--- Supplied material ---
________________________

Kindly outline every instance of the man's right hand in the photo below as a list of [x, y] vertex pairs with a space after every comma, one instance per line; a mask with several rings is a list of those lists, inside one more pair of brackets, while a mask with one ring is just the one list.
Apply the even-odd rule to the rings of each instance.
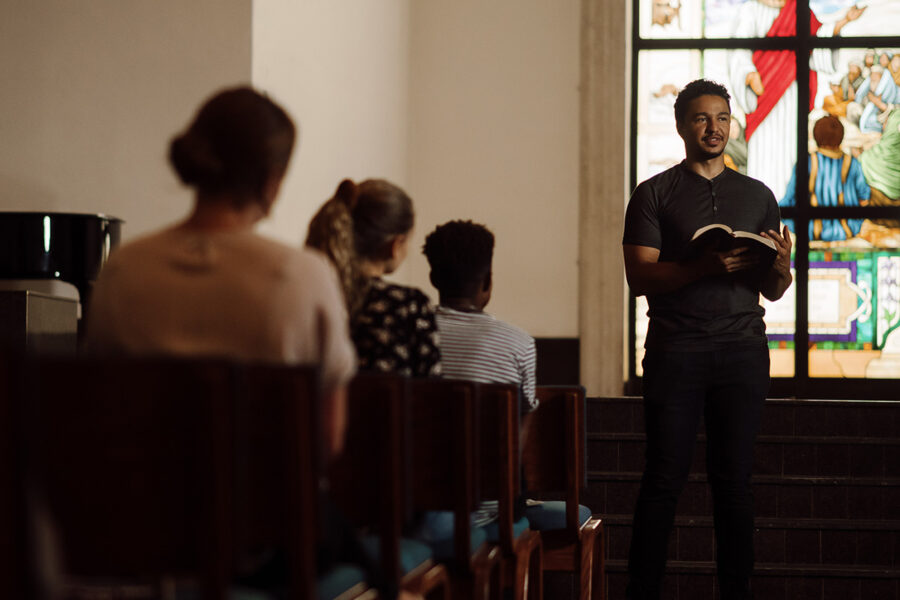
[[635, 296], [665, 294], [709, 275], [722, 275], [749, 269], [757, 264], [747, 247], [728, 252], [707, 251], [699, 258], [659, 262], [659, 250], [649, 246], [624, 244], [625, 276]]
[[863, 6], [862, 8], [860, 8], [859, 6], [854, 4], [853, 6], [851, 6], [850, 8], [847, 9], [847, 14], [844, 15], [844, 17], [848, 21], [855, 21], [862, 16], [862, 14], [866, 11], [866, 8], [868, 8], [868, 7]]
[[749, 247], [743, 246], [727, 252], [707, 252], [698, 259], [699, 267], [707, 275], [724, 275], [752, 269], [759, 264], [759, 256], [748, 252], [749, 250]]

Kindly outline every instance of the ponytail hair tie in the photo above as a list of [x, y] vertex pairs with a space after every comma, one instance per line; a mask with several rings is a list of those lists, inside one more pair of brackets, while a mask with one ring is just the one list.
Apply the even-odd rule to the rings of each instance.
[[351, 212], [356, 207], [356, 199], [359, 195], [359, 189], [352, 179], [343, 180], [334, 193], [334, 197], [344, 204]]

________________________

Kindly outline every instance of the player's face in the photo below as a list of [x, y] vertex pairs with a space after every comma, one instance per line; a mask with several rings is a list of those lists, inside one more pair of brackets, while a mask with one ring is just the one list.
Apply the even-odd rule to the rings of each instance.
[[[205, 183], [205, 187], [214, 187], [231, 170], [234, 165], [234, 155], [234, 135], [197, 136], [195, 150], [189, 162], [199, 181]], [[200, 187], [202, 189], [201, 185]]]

________________________

--- Instructions for the task ---
Within the records above, count each line holding "brackets". Write down only the number.

--- Result of this exercise ---
3